To be done
Reproduce the passage of the article about Paolo Sorrentino that begins at the words "Paolo Sorrentino Turns" and stops after the words "as a filmmaker.".

Text block
-------------------------
Paolo Sorrentino Turns the Camera on His Own Life
NAPLES, Italy — Paolo Sorrentino, on the terrace of the Grand Hotel Vesuvio with a cigar in hand, gestured expansively out at the view of the bay before him. “Naples is so beautiful, but it’s so difficult to capture it or grasp it,” he said. “I decided not to try, and just to tell the story of the characters.”
That story, in Sorrentino’s sprawling new autobiographical movie, “The Hand of God,” is a coming-of-age tale in which we find Fabietto Schisa (Filippo Scotti), a shy teenager meandering happily through his native Naples, comfortably surrounded by his boisterous family, and preoccupied by sex and soccer. Then everything changes. Unhappy and introspective, he looks for new meaning and purpose, and by the end has embarked on a nascent career as a filmmaker.
The movie, which began streaming on Netflix on Wednesday, is being mentioned as a contender for best international feature at next year’s Oscars, the award Sorrentino won in 2013 with “The Great Beauty.” “The Hand of God” also marks the director’s return to his hometown for the first time since his 2001 debut, “One Man Up.” Writing in The New York Times, A.O. Scott called “The Hand of God” “a beautiful tautology: a true-to-life movie about a life made for movies.”
“When I was younger, I was very skeptical about any attempt to make an autobiographical film,” Sorrentino, 51, said, speaking in Italian through a translator. “I started thinking about this 10 years ago, when I realized that my own life experience could be cinematic.”
-------------------------
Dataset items
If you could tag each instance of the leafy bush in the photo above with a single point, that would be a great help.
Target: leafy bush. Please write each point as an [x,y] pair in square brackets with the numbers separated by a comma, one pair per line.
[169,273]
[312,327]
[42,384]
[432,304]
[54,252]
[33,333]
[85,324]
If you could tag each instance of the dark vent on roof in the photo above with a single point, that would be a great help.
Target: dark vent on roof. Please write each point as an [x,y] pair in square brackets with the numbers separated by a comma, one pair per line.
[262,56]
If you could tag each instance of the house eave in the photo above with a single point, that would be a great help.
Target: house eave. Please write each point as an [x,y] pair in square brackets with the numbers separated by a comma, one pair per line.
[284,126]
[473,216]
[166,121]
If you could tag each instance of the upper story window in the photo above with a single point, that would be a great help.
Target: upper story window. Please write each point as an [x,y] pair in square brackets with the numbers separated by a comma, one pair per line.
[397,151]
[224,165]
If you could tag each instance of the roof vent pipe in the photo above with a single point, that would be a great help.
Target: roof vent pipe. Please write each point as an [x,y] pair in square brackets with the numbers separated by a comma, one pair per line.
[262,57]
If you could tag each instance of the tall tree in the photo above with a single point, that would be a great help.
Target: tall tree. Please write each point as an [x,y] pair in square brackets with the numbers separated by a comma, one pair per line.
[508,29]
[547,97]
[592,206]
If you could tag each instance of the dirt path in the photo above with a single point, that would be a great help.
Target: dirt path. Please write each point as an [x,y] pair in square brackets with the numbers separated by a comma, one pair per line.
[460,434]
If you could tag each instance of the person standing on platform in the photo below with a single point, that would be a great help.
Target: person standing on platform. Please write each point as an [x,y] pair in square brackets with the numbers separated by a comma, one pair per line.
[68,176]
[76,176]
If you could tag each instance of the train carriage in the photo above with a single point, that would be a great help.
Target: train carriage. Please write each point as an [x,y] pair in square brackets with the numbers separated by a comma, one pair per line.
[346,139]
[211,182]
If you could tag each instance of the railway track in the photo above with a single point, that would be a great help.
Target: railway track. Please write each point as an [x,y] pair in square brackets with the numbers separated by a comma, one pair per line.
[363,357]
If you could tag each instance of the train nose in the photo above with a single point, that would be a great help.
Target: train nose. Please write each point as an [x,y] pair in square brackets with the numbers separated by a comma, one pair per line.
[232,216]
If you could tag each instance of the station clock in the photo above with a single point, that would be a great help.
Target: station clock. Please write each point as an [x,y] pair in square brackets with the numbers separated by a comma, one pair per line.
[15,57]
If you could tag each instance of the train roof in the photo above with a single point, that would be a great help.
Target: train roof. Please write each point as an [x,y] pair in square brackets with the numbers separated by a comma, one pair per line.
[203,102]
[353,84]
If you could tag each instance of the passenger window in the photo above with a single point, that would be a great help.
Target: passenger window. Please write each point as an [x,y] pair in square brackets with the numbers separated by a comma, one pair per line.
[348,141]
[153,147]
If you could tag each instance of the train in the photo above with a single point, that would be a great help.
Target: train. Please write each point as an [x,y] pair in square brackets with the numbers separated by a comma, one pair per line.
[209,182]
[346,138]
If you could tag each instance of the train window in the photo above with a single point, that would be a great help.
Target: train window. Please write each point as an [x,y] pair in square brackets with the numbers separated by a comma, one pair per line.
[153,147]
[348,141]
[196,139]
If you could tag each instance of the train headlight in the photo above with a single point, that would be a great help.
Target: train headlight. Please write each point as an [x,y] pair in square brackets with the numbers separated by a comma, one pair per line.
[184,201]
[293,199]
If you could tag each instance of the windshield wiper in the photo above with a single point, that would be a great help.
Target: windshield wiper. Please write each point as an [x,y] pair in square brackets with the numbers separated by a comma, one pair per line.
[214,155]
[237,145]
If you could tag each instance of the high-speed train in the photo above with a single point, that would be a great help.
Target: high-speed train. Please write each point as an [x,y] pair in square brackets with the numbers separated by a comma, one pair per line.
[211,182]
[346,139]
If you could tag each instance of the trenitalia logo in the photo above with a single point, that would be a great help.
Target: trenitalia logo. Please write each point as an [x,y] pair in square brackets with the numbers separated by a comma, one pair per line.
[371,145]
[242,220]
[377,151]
-------------------------
Expected answer
Paolo Sorrentino Turns the Camera on His Own Life
NAPLES, Italy — Paolo Sorrentino, on the terrace of the Grand Hotel Vesuvio with a cigar in hand, gestured expansively out at the view of the bay before him. “Naples is so beautiful, but it’s so difficult to capture it or grasp it,” he said. “I decided not to try, and just to tell the story of the characters.”
That story, in Sorrentino’s sprawling new autobiographical movie, “The Hand of God,” is a coming-of-age tale in which we find Fabietto Schisa (Filippo Scotti), a shy teenager meandering happily through his native Naples, comfortably surrounded by his boisterous family, and preoccupied by sex and soccer. Then everything changes. Unhappy and introspective, he looks for new meaning and purpose, and by the end has embarked on a nascent career as a filmmaker.